### Instructions for the task
Return, exactly and in full, the lines of the records below starting at the one with "Go ahead, prove it: find the paved" and ending at the one with "Go ahead, prove it: find the seafront", and no other lines.

(Phrase grounding data)

#####

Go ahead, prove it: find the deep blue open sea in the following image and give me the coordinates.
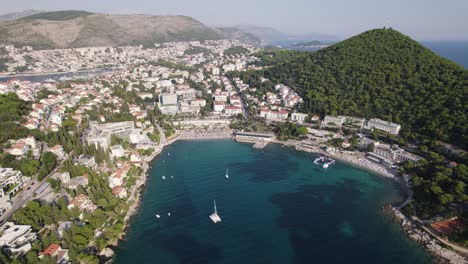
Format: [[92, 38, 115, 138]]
[[114, 140, 431, 264], [423, 41, 468, 68]]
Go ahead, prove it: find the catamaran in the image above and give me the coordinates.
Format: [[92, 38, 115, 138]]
[[209, 200, 222, 223], [225, 168, 229, 179]]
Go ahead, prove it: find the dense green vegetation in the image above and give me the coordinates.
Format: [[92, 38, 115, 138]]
[[37, 152, 57, 180], [406, 163, 468, 219], [224, 46, 250, 56], [12, 169, 128, 263], [37, 89, 59, 100], [21, 10, 93, 21], [184, 46, 210, 55], [274, 122, 308, 141], [148, 60, 196, 73], [0, 57, 9, 72], [254, 29, 467, 149], [0, 93, 31, 144]]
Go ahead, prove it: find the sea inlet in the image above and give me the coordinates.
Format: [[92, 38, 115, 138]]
[[114, 140, 432, 264]]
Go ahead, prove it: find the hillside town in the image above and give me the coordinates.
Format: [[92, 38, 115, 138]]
[[0, 37, 465, 264]]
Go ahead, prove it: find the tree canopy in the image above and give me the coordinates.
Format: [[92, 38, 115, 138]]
[[255, 29, 467, 148]]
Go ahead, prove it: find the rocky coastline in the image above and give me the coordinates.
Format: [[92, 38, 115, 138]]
[[386, 206, 467, 264]]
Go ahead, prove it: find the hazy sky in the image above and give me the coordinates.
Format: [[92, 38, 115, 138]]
[[3, 0, 468, 40]]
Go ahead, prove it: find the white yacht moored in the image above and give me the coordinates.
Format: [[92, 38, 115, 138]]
[[209, 200, 222, 223]]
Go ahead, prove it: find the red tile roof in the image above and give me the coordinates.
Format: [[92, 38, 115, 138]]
[[39, 243, 60, 256]]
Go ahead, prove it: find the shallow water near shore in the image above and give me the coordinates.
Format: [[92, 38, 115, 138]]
[[114, 140, 432, 264]]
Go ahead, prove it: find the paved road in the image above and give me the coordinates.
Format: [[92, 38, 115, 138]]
[[155, 123, 167, 145], [228, 76, 251, 117], [0, 166, 59, 222], [418, 222, 468, 255]]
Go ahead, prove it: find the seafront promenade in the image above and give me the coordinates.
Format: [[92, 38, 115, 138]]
[[176, 128, 233, 140]]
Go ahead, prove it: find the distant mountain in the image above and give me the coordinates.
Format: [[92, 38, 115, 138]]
[[0, 9, 45, 21], [234, 24, 337, 45], [0, 10, 224, 49], [216, 27, 264, 46]]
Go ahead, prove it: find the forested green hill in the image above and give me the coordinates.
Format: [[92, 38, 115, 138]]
[[257, 28, 467, 148]]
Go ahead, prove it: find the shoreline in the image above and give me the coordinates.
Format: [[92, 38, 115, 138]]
[[389, 206, 467, 264], [112, 131, 467, 263]]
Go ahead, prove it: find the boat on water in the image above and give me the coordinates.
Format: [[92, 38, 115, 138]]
[[209, 200, 222, 223], [170, 176, 174, 179], [168, 212, 171, 216], [314, 155, 336, 168], [162, 176, 166, 180], [155, 214, 160, 218], [225, 168, 229, 179]]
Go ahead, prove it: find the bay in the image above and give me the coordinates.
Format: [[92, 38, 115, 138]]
[[114, 140, 432, 264]]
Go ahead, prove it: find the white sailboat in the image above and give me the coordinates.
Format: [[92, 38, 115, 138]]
[[225, 168, 229, 179], [209, 200, 221, 223]]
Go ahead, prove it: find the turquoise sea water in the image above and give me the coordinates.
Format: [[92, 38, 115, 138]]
[[114, 140, 432, 264]]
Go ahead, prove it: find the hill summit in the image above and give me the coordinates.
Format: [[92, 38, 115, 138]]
[[0, 11, 223, 49], [261, 28, 467, 147]]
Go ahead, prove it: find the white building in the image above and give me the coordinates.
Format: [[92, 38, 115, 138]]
[[0, 168, 24, 198], [159, 105, 179, 115], [234, 131, 275, 143], [110, 145, 126, 159], [213, 101, 225, 112], [159, 94, 178, 106], [74, 155, 96, 168], [49, 145, 65, 159], [191, 99, 206, 107], [322, 115, 346, 127], [8, 140, 29, 156], [86, 121, 135, 149], [341, 116, 366, 128], [370, 143, 422, 164], [52, 172, 71, 185], [66, 176, 89, 190], [291, 113, 308, 124], [49, 112, 62, 125], [224, 106, 243, 116], [367, 118, 401, 135], [0, 224, 36, 254]]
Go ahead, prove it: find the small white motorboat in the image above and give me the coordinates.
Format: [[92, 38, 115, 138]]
[[171, 176, 174, 179], [162, 176, 166, 180], [168, 212, 171, 216], [225, 168, 229, 179], [155, 214, 160, 218]]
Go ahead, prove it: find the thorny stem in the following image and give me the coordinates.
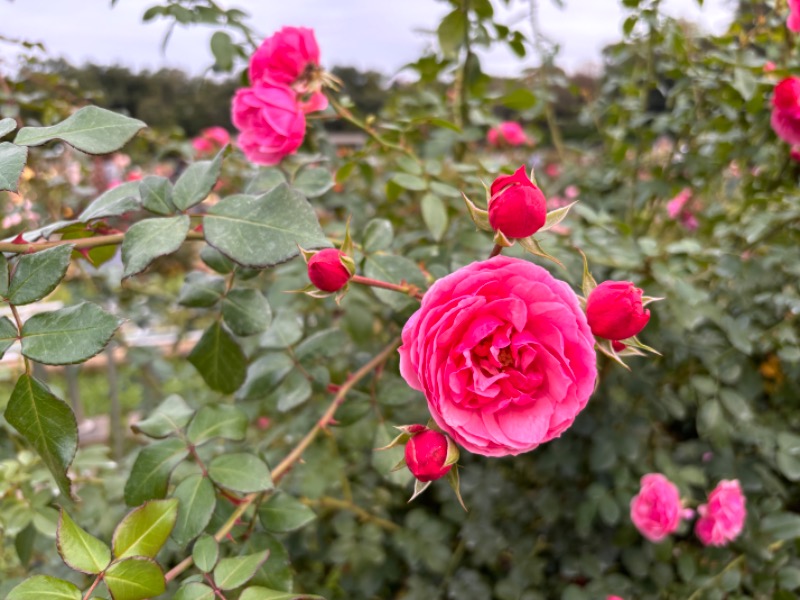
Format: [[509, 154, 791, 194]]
[[0, 230, 205, 255], [351, 274, 423, 300], [163, 338, 401, 583]]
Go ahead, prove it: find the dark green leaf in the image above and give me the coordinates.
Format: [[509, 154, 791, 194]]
[[258, 492, 316, 533], [213, 550, 270, 591], [131, 394, 194, 439], [208, 453, 273, 493], [20, 302, 122, 365], [188, 322, 247, 394], [200, 246, 235, 274], [203, 185, 330, 268], [0, 142, 28, 192], [177, 272, 226, 308], [104, 556, 165, 600], [186, 404, 248, 445], [500, 89, 538, 111], [761, 513, 800, 540], [239, 588, 323, 600], [14, 106, 146, 154], [122, 215, 190, 278], [222, 288, 272, 337], [270, 370, 312, 413], [173, 146, 226, 211], [210, 31, 234, 71], [140, 175, 176, 215], [124, 438, 188, 506], [239, 352, 294, 400], [4, 375, 77, 499], [172, 475, 216, 547], [79, 181, 141, 222], [57, 510, 111, 574], [7, 244, 73, 305], [112, 498, 178, 559], [0, 316, 18, 359], [6, 575, 81, 600]]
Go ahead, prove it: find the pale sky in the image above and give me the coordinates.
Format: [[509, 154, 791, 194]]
[[0, 0, 734, 76]]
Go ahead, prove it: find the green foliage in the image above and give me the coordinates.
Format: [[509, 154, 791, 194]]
[[0, 143, 28, 193]]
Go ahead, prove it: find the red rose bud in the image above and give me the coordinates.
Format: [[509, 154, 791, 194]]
[[488, 166, 547, 239], [307, 248, 352, 292], [404, 428, 454, 482], [586, 280, 651, 341]]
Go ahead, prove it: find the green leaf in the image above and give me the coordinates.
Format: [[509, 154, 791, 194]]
[[270, 370, 312, 413], [0, 117, 17, 138], [438, 8, 467, 57], [56, 510, 111, 574], [14, 106, 146, 154], [177, 272, 226, 308], [222, 288, 272, 337], [391, 172, 427, 191], [121, 215, 190, 278], [112, 498, 178, 559], [245, 168, 286, 195], [421, 193, 448, 241], [258, 492, 316, 533], [213, 550, 270, 591], [172, 475, 216, 547], [761, 513, 800, 541], [0, 316, 18, 359], [732, 67, 757, 101], [0, 253, 8, 296], [79, 181, 141, 222], [293, 167, 334, 198], [7, 244, 73, 305], [6, 575, 81, 600], [210, 31, 234, 71], [104, 556, 165, 600], [173, 146, 226, 211], [187, 404, 248, 445], [192, 533, 219, 573], [260, 309, 303, 349], [4, 375, 77, 499], [20, 302, 122, 365], [174, 583, 215, 600], [140, 175, 176, 215], [200, 246, 235, 274], [124, 438, 188, 506], [362, 218, 394, 253], [203, 185, 331, 268], [239, 588, 323, 600], [363, 254, 426, 310], [188, 322, 247, 394], [500, 89, 538, 111], [239, 352, 294, 400], [208, 453, 273, 493], [131, 394, 195, 438], [0, 142, 28, 192]]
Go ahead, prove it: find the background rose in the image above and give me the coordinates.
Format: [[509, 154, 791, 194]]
[[231, 83, 306, 165], [695, 480, 746, 546], [399, 256, 597, 457], [771, 77, 800, 144], [630, 473, 683, 542], [249, 26, 320, 86], [487, 121, 530, 147]]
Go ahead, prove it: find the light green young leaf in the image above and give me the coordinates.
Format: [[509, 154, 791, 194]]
[[174, 582, 216, 600], [112, 498, 179, 559], [239, 588, 324, 600], [56, 510, 111, 574], [6, 575, 81, 600], [104, 556, 165, 600], [213, 550, 270, 591]]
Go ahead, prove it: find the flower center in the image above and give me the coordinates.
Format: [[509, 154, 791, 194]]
[[497, 346, 513, 367]]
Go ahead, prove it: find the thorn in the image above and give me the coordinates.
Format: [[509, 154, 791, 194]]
[[78, 247, 95, 265], [10, 233, 26, 245]]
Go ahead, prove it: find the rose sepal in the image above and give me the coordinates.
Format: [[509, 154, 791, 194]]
[[462, 192, 492, 232], [595, 338, 631, 370], [408, 479, 432, 503], [443, 436, 460, 467], [626, 335, 662, 356], [539, 200, 578, 232], [518, 236, 564, 268], [447, 468, 468, 512]]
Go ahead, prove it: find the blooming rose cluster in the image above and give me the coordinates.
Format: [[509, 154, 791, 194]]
[[630, 474, 746, 546], [399, 256, 597, 457], [232, 27, 327, 165]]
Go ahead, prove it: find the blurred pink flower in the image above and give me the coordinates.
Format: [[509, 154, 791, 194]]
[[232, 83, 306, 165], [771, 77, 800, 144], [487, 121, 530, 147], [764, 61, 777, 73], [630, 473, 684, 542], [666, 188, 698, 231], [202, 126, 230, 147], [564, 185, 580, 199], [192, 137, 214, 155], [789, 0, 800, 32], [695, 480, 746, 547], [544, 163, 561, 178]]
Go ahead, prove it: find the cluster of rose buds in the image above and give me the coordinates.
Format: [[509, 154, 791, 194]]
[[630, 474, 746, 547], [232, 27, 329, 165]]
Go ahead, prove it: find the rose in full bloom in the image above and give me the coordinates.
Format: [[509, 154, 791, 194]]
[[771, 77, 800, 145], [488, 166, 547, 239], [399, 256, 597, 457], [404, 427, 453, 482], [789, 0, 800, 32], [487, 121, 530, 147], [695, 479, 746, 547], [307, 248, 352, 292], [630, 473, 683, 542], [249, 26, 327, 113], [232, 83, 306, 165], [586, 281, 651, 341]]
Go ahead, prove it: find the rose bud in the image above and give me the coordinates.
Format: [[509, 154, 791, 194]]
[[586, 280, 651, 341], [404, 428, 454, 482], [488, 166, 547, 239], [307, 248, 352, 292]]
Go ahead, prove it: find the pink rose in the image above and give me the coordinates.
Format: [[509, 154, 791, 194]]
[[399, 256, 597, 457], [249, 26, 328, 114], [231, 83, 306, 165], [695, 479, 746, 546], [487, 121, 530, 147], [404, 428, 453, 482], [488, 166, 547, 239], [201, 126, 230, 147], [771, 77, 800, 145], [586, 281, 651, 341], [307, 248, 352, 292], [607, 597, 624, 600], [764, 61, 777, 73], [789, 0, 800, 32], [630, 473, 683, 542], [192, 137, 214, 155]]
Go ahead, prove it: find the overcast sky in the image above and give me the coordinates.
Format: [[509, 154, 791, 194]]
[[0, 0, 734, 76]]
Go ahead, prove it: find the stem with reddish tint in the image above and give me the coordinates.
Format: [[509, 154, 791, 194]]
[[351, 274, 423, 300]]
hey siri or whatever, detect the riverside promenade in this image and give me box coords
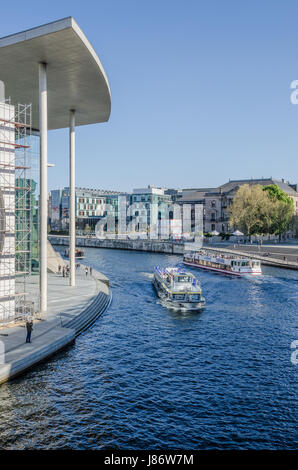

#####

### Your response
Go ahead, prove it: find the paved road in the image above and give me the coordinates.
Format: [[92, 38, 115, 138]]
[[155, 123, 167, 145], [228, 76, 251, 117], [0, 166, 59, 222], [418, 222, 468, 255]]
Go ahead, prove it: find the seafront promenade in the image above and give me the coordinates.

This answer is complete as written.